§ Data records:
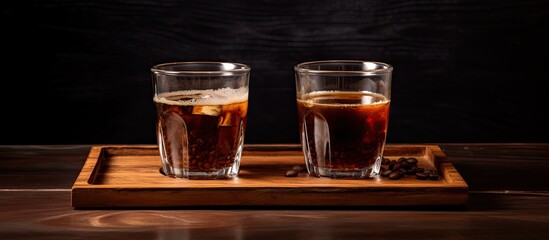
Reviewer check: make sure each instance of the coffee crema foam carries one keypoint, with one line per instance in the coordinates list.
(337, 98)
(222, 96)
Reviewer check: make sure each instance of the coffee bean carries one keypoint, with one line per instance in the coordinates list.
(411, 160)
(422, 175)
(291, 173)
(396, 169)
(386, 173)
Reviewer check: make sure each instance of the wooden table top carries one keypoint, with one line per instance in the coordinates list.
(508, 199)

§ Task goal: Lay out every line of the records above as a JSON list of strings, one string per line, with blank lines dropped. Leave the picture out.

§ Response for this exercise:
[
  "Reviewer check: make sure each instance of the coffee crema foam carries one keypoint, with one line per instance in the coordinates list.",
  "(337, 98)",
  "(222, 96)",
  "Reviewer check: make sure each instance of the coffee bean carries one keypoint, with one line per instance in the coordinates list.",
  "(411, 160)",
  "(422, 175)",
  "(291, 173)",
  "(396, 169)",
  "(386, 173)",
  "Reviewer check: make sure each instance of the wooden table top carries one keypoint, with one line per instance in the coordinates list.",
  "(508, 199)"
]